### Source records

[Start of Attachment]

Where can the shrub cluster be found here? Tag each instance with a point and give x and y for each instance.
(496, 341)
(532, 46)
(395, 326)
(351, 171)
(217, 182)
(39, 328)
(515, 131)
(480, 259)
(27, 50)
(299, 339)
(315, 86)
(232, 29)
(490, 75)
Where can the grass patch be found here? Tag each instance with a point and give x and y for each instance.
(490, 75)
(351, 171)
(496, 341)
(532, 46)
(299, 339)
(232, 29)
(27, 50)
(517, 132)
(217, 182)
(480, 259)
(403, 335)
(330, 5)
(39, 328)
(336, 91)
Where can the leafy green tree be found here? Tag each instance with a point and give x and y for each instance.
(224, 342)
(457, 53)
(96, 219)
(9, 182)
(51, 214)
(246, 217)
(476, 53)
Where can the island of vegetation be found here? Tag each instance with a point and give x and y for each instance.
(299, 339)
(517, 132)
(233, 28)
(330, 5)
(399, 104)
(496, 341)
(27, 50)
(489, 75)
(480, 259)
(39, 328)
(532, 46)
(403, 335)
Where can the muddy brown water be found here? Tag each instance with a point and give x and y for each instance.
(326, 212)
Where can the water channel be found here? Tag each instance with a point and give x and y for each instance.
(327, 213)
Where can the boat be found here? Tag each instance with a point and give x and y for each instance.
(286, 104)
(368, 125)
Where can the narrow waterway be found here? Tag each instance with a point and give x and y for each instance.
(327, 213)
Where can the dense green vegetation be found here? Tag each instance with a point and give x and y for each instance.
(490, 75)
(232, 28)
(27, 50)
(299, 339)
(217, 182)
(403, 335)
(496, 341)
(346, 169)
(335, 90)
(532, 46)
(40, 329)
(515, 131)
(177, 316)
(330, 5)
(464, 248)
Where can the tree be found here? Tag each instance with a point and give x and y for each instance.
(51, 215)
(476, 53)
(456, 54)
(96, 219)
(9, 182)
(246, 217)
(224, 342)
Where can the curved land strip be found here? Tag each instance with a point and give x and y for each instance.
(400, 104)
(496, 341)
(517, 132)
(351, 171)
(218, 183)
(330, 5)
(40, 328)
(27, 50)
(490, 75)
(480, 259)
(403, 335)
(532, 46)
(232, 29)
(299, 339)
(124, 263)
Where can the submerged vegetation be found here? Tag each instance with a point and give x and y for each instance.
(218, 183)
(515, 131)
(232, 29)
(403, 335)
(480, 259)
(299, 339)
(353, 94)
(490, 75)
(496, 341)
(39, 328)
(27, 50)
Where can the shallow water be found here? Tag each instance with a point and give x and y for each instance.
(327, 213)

[End of Attachment]

### Instructions for the task
The answer should consist only of the lines from the one with "Where can the water" to the final line of the records above, retyped word for word.

### Solution
Where can the water channel be found here? Tag each instance with a point and give x and y for each instance.
(327, 213)
Where can the boat be found here? Tag each instance with a point and give x and y for each instance.
(286, 104)
(368, 125)
Where can the narrow waterway be found here? Tag each instance with a point and give x and y for each instance.
(327, 213)
Where can the dense green vegetation be found here? Tag each instance with a point and give x and y for each instance.
(490, 75)
(232, 28)
(27, 50)
(299, 339)
(217, 182)
(403, 335)
(496, 341)
(346, 169)
(335, 90)
(532, 46)
(40, 329)
(515, 131)
(177, 316)
(330, 5)
(464, 248)
Where can the tree be found here? Tag each instance with a point and give x and y for each instance.
(51, 215)
(476, 53)
(456, 54)
(96, 219)
(9, 182)
(246, 217)
(224, 342)
Where can the curved land strip be found here? Tag each instance with a point and give x and y for each instance.
(400, 104)
(496, 341)
(517, 132)
(351, 171)
(218, 183)
(330, 5)
(40, 328)
(27, 50)
(490, 75)
(480, 259)
(403, 335)
(532, 46)
(232, 29)
(299, 339)
(124, 263)
Where can the submerged vegetation be found here? Tag each instance with a point and give x and y for each instance.
(218, 183)
(515, 131)
(232, 29)
(403, 335)
(480, 259)
(299, 339)
(353, 94)
(490, 75)
(496, 341)
(39, 328)
(27, 50)
Where can the shallow water be found here? Tag each instance with a point and give x and y for each instance.
(327, 213)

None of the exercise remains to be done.